=== YOUR OBJECTIVE ===
Look for the word "paved" in the data below, and copy every line that holds it.

MATERIAL SUPPLIED below:

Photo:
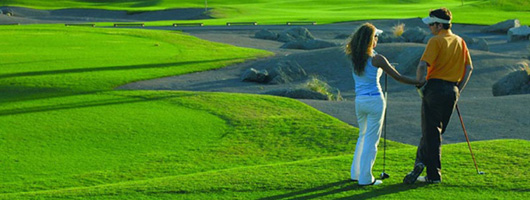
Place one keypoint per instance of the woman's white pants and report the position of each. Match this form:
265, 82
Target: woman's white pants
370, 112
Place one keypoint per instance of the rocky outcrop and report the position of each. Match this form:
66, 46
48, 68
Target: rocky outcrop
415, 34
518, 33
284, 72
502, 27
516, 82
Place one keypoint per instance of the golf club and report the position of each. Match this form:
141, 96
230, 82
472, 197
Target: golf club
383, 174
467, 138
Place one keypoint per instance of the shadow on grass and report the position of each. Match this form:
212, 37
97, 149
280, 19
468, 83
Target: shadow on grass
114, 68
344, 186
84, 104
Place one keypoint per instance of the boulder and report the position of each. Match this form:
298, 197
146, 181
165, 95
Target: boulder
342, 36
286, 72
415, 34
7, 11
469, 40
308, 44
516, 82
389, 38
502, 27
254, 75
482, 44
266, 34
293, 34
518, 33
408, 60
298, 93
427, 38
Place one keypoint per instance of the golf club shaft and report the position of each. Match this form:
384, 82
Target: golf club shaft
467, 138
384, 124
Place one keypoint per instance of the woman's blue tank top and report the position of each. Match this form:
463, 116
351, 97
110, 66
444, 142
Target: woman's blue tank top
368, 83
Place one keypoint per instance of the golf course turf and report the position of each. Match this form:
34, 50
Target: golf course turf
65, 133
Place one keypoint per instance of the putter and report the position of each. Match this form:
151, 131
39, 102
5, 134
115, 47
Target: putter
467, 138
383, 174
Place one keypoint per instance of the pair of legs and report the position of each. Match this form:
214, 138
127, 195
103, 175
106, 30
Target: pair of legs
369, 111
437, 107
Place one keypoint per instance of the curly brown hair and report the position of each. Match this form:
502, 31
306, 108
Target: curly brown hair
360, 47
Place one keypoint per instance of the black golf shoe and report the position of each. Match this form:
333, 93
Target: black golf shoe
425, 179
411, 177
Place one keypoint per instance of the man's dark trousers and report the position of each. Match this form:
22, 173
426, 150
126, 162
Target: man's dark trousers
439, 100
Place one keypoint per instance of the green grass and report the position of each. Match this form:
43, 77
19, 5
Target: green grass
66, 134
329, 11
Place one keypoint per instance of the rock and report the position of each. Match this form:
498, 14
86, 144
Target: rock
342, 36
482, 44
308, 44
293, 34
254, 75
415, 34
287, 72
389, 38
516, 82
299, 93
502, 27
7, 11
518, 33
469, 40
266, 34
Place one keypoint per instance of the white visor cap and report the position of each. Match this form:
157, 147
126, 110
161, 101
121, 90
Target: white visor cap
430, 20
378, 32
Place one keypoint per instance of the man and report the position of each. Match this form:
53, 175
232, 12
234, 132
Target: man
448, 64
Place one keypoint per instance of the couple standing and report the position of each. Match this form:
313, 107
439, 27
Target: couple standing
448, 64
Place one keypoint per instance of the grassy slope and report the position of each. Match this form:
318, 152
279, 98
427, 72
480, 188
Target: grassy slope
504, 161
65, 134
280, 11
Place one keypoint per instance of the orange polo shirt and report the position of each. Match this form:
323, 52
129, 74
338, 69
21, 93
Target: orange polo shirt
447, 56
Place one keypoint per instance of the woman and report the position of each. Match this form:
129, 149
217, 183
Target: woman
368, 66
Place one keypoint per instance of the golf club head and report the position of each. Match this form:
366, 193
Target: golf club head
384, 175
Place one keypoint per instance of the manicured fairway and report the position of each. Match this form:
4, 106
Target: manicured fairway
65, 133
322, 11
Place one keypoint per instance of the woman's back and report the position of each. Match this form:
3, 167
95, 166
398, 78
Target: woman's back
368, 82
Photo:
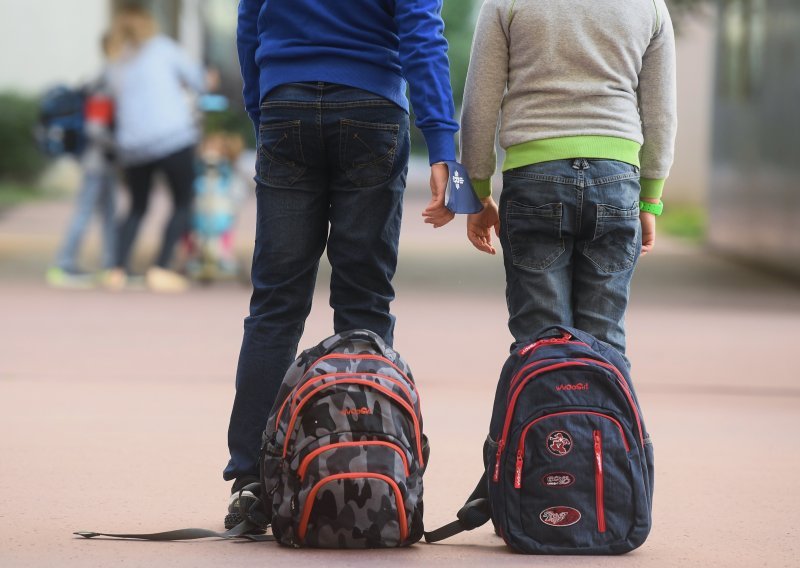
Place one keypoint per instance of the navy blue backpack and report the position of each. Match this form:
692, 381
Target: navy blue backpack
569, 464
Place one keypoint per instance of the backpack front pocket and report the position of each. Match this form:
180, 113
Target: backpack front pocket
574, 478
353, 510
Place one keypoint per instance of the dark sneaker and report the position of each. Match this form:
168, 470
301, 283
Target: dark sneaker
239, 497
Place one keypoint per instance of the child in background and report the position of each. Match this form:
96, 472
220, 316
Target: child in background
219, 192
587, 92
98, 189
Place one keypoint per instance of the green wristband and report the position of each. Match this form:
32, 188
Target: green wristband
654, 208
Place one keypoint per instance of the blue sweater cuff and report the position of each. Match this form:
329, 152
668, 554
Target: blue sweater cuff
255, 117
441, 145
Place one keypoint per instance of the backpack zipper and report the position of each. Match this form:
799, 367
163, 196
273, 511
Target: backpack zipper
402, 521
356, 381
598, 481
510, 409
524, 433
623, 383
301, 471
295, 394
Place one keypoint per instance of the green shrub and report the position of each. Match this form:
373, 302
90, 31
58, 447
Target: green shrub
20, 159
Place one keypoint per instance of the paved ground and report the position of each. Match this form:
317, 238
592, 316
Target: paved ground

End of MATERIAL SUPPLIED.

=== RESPONSE TO THIS EXERCISE ===
Place one keypoint per instance of the paved ground and report the position of each. Match this form:
Target: paved ground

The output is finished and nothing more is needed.